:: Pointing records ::
==*==

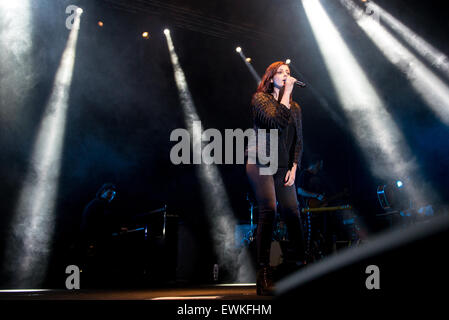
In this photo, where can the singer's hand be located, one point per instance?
(290, 83)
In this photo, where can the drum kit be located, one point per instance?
(320, 236)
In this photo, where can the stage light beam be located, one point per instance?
(33, 223)
(218, 208)
(433, 91)
(379, 137)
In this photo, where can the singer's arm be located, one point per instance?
(268, 113)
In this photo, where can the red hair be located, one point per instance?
(266, 85)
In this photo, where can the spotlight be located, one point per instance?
(392, 196)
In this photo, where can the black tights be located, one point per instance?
(267, 189)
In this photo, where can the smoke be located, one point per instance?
(16, 71)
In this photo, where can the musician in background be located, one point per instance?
(314, 191)
(98, 224)
(311, 184)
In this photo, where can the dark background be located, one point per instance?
(124, 103)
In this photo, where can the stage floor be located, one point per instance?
(206, 292)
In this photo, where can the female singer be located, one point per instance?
(273, 108)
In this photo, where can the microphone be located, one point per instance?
(300, 84)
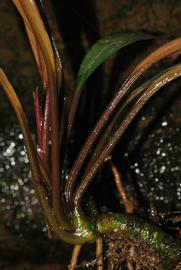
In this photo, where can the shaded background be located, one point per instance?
(149, 156)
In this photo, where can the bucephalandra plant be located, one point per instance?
(62, 204)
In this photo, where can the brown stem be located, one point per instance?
(167, 77)
(162, 52)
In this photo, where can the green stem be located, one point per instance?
(167, 248)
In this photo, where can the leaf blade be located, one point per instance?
(102, 49)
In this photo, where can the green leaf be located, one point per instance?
(102, 49)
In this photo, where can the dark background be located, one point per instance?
(150, 150)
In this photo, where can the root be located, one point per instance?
(75, 254)
(99, 253)
(117, 177)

==*==

:: What the task asks ::
Transcribe the full listing above exactly as it stands, minus the pictures.

:: Result of this task ::
In this photo, where can the singer's hand be located, one point per instance?
(290, 83)
In this photo, where can the drum kit be located, one point per instance?
(320, 236)
In this photo, where can the stage light beam be located, one point per instance?
(33, 223)
(218, 208)
(433, 91)
(379, 137)
In this photo, where can the singer's arm be located, one point per instance?
(268, 113)
In this photo, where can the red hair be located, one point per instance?
(266, 85)
In this photo, where can the spotlight be located, one point per instance?
(392, 196)
In this photo, where can the black tights be located, one point per instance?
(267, 189)
In this photo, where can the smoke be located, one point per instance?
(16, 71)
In this photo, where can the musician in background be located, one point per instance?
(314, 191)
(98, 224)
(311, 184)
In this photo, where can the dark background be located, one point per instance?
(124, 103)
In this photo, where can the stage floor be located, one point per instance?
(206, 292)
In this photo, where can the female singer be located, one point per instance?
(273, 108)
In this photo, where can the microphone be located, one point per instance?
(300, 84)
In this photo, where can the shaded background be located, one point per instance?
(149, 156)
In this photo, where can the bucephalandra plant be located, one point per instance?
(62, 204)
In this photo, where can the brown stem be located, one point per instance?
(167, 77)
(162, 52)
In this photo, where can the green stem be located, one point per instance?
(167, 248)
In this photo, where can the leaf blade be located, one point per instance?
(102, 49)
In this photo, where can the green leaf be located, one point per instance?
(102, 49)
In this photo, where can the dark background be located, one point per instance?
(150, 150)
In this photo, where can the root be located, one point per instance?
(75, 254)
(99, 253)
(117, 177)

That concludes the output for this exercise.